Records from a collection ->
========

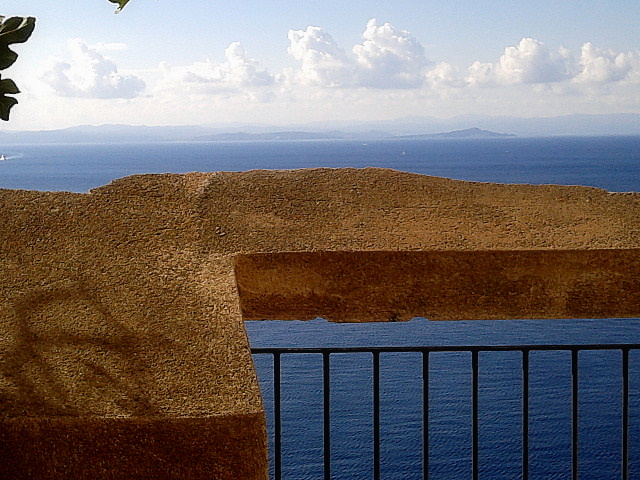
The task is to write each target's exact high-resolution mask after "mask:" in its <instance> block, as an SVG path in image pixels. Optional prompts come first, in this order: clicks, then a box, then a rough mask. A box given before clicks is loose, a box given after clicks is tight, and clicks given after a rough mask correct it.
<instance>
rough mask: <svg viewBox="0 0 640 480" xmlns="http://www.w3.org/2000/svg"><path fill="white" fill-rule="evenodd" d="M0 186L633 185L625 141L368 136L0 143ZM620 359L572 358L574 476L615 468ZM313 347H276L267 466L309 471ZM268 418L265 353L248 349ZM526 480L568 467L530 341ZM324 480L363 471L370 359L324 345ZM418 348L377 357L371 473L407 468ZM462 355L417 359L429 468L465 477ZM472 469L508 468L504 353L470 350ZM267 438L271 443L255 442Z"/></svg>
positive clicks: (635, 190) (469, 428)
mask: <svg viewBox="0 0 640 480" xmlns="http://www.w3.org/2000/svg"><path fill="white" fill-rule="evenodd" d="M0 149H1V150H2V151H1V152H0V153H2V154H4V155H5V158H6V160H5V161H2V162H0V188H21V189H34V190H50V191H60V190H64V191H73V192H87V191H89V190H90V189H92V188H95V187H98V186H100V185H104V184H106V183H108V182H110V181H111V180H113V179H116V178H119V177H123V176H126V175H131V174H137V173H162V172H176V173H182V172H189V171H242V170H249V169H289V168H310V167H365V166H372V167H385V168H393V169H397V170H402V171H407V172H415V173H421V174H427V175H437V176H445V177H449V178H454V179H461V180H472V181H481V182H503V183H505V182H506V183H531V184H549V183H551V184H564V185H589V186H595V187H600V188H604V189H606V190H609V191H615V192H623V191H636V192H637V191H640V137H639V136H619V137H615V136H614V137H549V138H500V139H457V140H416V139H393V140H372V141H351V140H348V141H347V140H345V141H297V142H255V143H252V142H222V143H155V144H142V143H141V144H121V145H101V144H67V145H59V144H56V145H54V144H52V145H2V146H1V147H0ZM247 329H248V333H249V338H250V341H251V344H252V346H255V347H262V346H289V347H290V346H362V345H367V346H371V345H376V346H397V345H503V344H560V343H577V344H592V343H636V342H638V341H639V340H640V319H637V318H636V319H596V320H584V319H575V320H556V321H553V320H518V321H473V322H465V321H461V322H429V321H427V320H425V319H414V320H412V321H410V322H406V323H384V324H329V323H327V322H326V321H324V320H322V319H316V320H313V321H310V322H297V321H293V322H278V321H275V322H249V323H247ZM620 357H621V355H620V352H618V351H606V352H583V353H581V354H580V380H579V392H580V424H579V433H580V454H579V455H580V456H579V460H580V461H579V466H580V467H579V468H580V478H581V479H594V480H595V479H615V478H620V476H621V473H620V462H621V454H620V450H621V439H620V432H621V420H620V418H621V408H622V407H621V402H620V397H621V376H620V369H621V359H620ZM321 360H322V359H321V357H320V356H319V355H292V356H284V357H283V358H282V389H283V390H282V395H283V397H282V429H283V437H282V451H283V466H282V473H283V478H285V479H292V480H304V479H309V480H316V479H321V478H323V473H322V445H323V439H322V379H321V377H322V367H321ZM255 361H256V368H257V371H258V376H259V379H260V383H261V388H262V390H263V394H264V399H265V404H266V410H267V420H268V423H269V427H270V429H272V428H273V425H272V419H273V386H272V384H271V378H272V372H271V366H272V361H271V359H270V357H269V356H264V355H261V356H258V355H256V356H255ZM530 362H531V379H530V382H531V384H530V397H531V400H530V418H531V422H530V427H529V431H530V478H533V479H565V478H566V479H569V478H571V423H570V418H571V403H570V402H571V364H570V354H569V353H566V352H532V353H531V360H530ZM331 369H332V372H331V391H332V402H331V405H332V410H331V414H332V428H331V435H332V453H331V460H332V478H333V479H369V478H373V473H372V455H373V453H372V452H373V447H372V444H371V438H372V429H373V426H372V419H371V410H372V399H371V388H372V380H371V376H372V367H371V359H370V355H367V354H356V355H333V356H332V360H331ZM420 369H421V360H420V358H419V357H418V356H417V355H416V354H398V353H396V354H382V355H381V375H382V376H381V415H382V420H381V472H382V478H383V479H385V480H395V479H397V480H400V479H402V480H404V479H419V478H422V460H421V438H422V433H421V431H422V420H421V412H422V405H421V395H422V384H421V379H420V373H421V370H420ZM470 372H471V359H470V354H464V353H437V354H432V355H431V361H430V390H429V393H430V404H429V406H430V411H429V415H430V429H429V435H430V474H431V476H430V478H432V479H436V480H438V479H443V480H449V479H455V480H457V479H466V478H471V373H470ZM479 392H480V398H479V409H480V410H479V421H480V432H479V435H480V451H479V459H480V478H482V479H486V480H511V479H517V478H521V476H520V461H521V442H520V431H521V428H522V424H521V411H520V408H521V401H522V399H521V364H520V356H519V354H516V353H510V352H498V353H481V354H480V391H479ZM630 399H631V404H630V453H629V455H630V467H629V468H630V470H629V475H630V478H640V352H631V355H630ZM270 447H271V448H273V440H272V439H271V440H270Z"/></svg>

========

Your copy must match the records above word for word and contain no pictures.

The task is to write each target's exact high-resolution mask after "mask:" in its <instance> block, as an SVG path in image pixels. Optional prompts come first, in this order: clicks, then a box, then a rough mask. A box given before clicks is loose, a box given after clicks is tight, and clicks given after a rough mask correct it.
<instance>
rough mask: <svg viewBox="0 0 640 480" xmlns="http://www.w3.org/2000/svg"><path fill="white" fill-rule="evenodd" d="M0 186L633 185L625 141L368 136L0 143ZM620 359L572 358L574 476L615 468ZM313 347H276L267 466L309 471ZM268 418L265 353L248 349ZM526 480L568 467L530 341ZM324 480L363 471L370 359L324 345ZM418 348L377 357L371 473L407 468ZM462 355L417 359L429 468L465 477ZM472 469L508 468L504 353L470 350ZM267 438L271 443L255 442Z"/></svg>
positive clicks: (635, 190) (469, 428)
mask: <svg viewBox="0 0 640 480" xmlns="http://www.w3.org/2000/svg"><path fill="white" fill-rule="evenodd" d="M0 149H1V150H2V151H1V152H0V153H2V154H4V155H5V158H6V160H5V161H2V162H0V188H21V189H34V190H50V191H60V190H64V191H73V192H87V191H89V190H90V189H92V188H95V187H98V186H100V185H104V184H106V183H108V182H110V181H111V180H113V179H116V178H119V177H123V176H126V175H131V174H137V173H162V172H176V173H182V172H189V171H242V170H249V169H289V168H310V167H365V166H372V167H385V168H393V169H397V170H402V171H407V172H415V173H421V174H427V175H437V176H445V177H449V178H454V179H461V180H472V181H481V182H503V183H505V182H506V183H531V184H549V183H551V184H564V185H589V186H595V187H600V188H604V189H606V190H609V191H615V192H623V191H636V192H637V191H640V137H639V136H619V137H615V136H614V137H549V138H500V139H457V140H416V139H393V140H372V141H351V140H348V141H347V140H345V141H297V142H255V143H252V142H222V143H155V144H142V143H141V144H121V145H101V144H67V145H59V144H56V145H54V144H52V145H2V146H1V147H0ZM247 329H248V333H249V338H250V341H251V344H252V346H255V347H262V346H289V347H290V346H362V345H367V346H371V345H376V346H397V345H503V344H560V343H577V344H592V343H636V342H638V341H639V340H640V319H637V318H636V319H596V320H584V319H575V320H556V321H553V320H518V321H473V322H465V321H461V322H429V321H427V320H425V319H414V320H412V321H410V322H406V323H384V324H329V323H327V322H326V321H324V320H322V319H316V320H313V321H310V322H297V321H293V322H278V321H275V322H249V323H247ZM620 357H621V355H620V352H618V351H606V352H583V353H581V354H580V380H579V392H580V424H579V433H580V454H579V455H580V456H579V460H580V461H579V466H580V467H579V468H580V478H581V479H594V480H595V479H615V478H620V476H621V473H620V462H621V454H620V450H621V439H620V432H621V420H620V418H621V408H622V407H621V402H620V397H621V376H620V369H621V359H620ZM321 360H322V359H321V357H320V356H319V355H292V356H284V357H283V358H282V389H283V390H282V395H283V397H282V429H283V437H282V451H283V466H282V473H283V478H285V479H292V480H304V479H309V480H316V479H321V478H323V473H322V445H323V439H322V379H321V377H322V367H321ZM255 361H256V368H257V371H258V376H259V379H260V383H261V388H262V390H263V394H264V399H265V404H266V410H267V420H268V423H269V427H270V429H272V428H273V425H272V419H273V386H272V384H271V378H272V372H271V366H272V361H271V359H270V357H269V356H264V355H261V356H258V355H256V356H255ZM530 362H531V379H530V382H531V384H530V397H531V400H530V418H531V422H530V427H529V431H530V478H533V479H565V478H566V479H569V478H571V423H570V418H571V403H570V402H571V364H570V354H569V353H566V352H532V353H531V360H530ZM331 369H332V372H331V391H332V402H331V405H332V410H331V414H332V428H331V435H332V453H331V460H332V478H333V479H369V478H373V473H372V455H373V453H372V452H373V447H372V444H371V438H372V429H373V426H372V419H371V410H372V399H371V388H372V380H371V376H372V367H371V359H370V355H367V354H356V355H333V356H332V360H331ZM420 369H421V360H420V358H419V357H418V356H417V355H416V354H398V353H396V354H382V355H381V375H382V376H381V415H382V420H381V472H382V478H383V479H385V480H395V479H397V480H400V479H402V480H404V479H419V478H422V460H421V438H422V433H421V431H422V420H421V412H422V405H421V395H422V384H421V379H420V373H421V370H420ZM470 372H471V359H470V354H464V353H437V354H432V355H431V361H430V390H429V393H430V404H429V406H430V411H429V415H430V429H429V435H430V474H431V476H430V478H432V479H436V480H438V479H443V480H449V479H455V480H457V479H466V478H471V373H470ZM479 392H480V398H479V409H480V410H479V421H480V432H479V435H480V451H479V459H480V478H482V479H486V480H511V479H517V478H521V476H520V461H521V442H520V431H521V428H522V424H521V411H520V408H521V401H522V399H521V364H520V356H519V354H516V353H510V352H498V353H481V354H480V391H479ZM630 399H631V404H630V453H629V455H630V467H629V468H630V470H629V475H630V478H640V352H631V355H630ZM270 447H271V448H273V440H272V439H271V440H270Z"/></svg>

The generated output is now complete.